EXERCISE DIRECTIONS: An exact copy of the records is required, minus the pictures they hold.

DATA EXCERPTS:
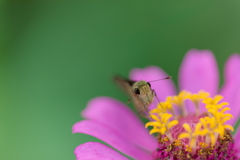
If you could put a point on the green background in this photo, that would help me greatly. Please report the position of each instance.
(56, 56)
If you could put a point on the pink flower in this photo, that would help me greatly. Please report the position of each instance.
(114, 123)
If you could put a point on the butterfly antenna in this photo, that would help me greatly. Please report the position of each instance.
(161, 79)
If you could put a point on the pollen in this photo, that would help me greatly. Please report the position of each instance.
(188, 136)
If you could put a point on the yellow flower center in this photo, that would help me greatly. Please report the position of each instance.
(211, 126)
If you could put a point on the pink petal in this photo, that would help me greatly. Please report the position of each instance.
(237, 142)
(199, 71)
(95, 150)
(112, 137)
(231, 87)
(120, 118)
(162, 88)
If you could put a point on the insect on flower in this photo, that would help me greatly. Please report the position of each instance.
(140, 92)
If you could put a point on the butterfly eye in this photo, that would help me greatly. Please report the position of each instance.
(149, 84)
(136, 90)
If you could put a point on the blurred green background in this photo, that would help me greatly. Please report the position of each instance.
(56, 56)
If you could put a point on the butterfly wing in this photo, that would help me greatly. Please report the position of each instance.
(126, 86)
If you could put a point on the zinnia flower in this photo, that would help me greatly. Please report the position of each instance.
(196, 123)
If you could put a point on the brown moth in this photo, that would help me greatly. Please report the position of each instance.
(140, 92)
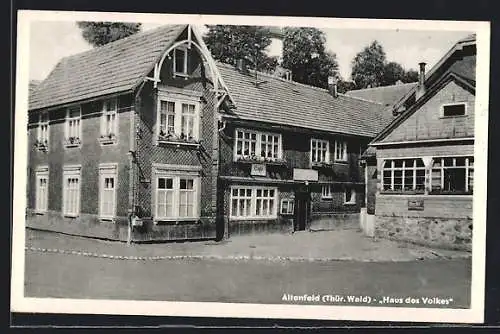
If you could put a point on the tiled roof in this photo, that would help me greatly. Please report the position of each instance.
(386, 95)
(112, 68)
(276, 100)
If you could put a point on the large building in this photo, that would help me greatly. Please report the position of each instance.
(151, 125)
(424, 172)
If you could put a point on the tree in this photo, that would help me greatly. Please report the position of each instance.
(228, 43)
(393, 72)
(305, 55)
(368, 66)
(101, 33)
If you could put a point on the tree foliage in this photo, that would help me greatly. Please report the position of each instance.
(371, 69)
(101, 33)
(228, 43)
(305, 55)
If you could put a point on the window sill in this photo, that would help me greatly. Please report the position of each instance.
(107, 141)
(276, 162)
(178, 143)
(253, 218)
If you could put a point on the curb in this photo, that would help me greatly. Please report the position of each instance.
(215, 257)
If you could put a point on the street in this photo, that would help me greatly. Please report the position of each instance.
(247, 281)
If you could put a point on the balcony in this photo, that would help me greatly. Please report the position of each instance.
(72, 142)
(42, 145)
(107, 139)
(177, 140)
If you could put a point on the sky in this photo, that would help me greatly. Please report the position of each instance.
(52, 40)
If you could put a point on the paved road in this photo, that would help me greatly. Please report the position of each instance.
(74, 276)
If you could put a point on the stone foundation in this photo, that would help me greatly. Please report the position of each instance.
(451, 233)
(88, 225)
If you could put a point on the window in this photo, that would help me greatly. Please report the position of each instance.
(287, 206)
(43, 131)
(402, 175)
(109, 121)
(178, 120)
(350, 196)
(253, 202)
(320, 151)
(71, 191)
(107, 190)
(180, 61)
(177, 194)
(257, 145)
(42, 194)
(451, 110)
(452, 175)
(340, 150)
(73, 127)
(326, 191)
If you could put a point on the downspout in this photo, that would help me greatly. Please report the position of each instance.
(132, 163)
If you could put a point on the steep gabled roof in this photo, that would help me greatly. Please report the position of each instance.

EXERCISE ANSWER:
If you could put a point on the green background in this photo, that would help me greatly. Please report the position of each instance.
(56, 56)
If you could put a point on the pink flower in this photo, that would help me greatly. Please report the position of each instance.
(114, 123)
If you could put a point on the butterfly antenna in this photo, that would help me greatly. Please report the position of each instance.
(161, 79)
If you could put a point on the pollen in this photo, that would help me greatly. Please report the position of each instance.
(188, 136)
If you could put a point on the yellow flower center in this photo, that would help me greatly. Please report the position of each instance.
(211, 126)
If you could put a point on the pink petal in this photo, that would help me greatly. Please report the position of each instance.
(237, 142)
(199, 71)
(95, 150)
(112, 137)
(231, 87)
(120, 118)
(162, 88)
If you could put a point on the insect on flower in this photo, that would help me greatly. Please report the position of each instance.
(140, 92)
If you could put a point on the butterfly eye in this photo, that would help me greatly. Please report the position of each instance.
(149, 84)
(136, 90)
If you could put a point on the blurred green background in this photo, that would help me greatly. Please report the position of each instance.
(56, 56)
If you could put a point on the butterfly wing in this photo, that would help me greatly. Please report the position of each instance.
(126, 86)
If you could put a point on the zinnia flower in this photo, that would help me greatly. Please report the position of each instance.
(196, 123)
If you could put a point on the brown moth in this photo, that would help me greatly. Please report the position of each instance.
(140, 92)
If you could put a point on the tiled roof in this photo, that would help me greatly. Please report the position of each instance.
(386, 95)
(112, 68)
(276, 100)
If you could put a point on the large building in this photo, that would help me greatly. Please report the position of each instance.
(151, 125)
(424, 172)
If you could put a point on the tree in this photo, that would help me greatly. Please report the position of each instance.
(228, 43)
(393, 72)
(305, 55)
(368, 66)
(101, 33)
If you could put a point on the tree foliage in this photo, that would help me greatly. Please report the position of each instance.
(371, 69)
(101, 33)
(228, 43)
(305, 55)
If you could put a point on the window sill in this photo, that would help me greatly. Please report the position of each instance.
(107, 141)
(276, 162)
(178, 143)
(253, 218)
If you could put a point on the curb in this photo, that would help me greatly. Please report the position of each instance.
(215, 257)
If you could put a point on the street in this photo, that would help me greatly. Please report the position of each instance.
(247, 281)
If you could put a point on the balcony in this photo, that would help me greatly. Please report the position of each instance.
(72, 142)
(42, 145)
(107, 139)
(177, 140)
If you could put a point on the sky in this photo, that would help me greatly. Please report the position of each instance.
(52, 40)
If you could put a point on the paved road in this photo, that would help me greatly. Please report the position of each instance.
(74, 276)
If you could put a point on the stone foundation in this photo, that would help me greatly. Please report the position of each instance.
(451, 233)
(88, 225)
If you could put a point on the window in this photo, that would help me greatly. Please report the position of each instance.
(287, 206)
(43, 131)
(402, 175)
(109, 121)
(178, 120)
(350, 196)
(253, 202)
(320, 151)
(71, 191)
(107, 190)
(180, 61)
(177, 194)
(257, 145)
(42, 194)
(451, 110)
(452, 175)
(340, 150)
(73, 127)
(326, 191)
If you could put a point on the downspout in this photo, that would help me greatly. Please report the position of each instance.
(132, 163)
If you could put a point on the steep gabled roof in this photo, that would help me greatly. Please report the position of each instance.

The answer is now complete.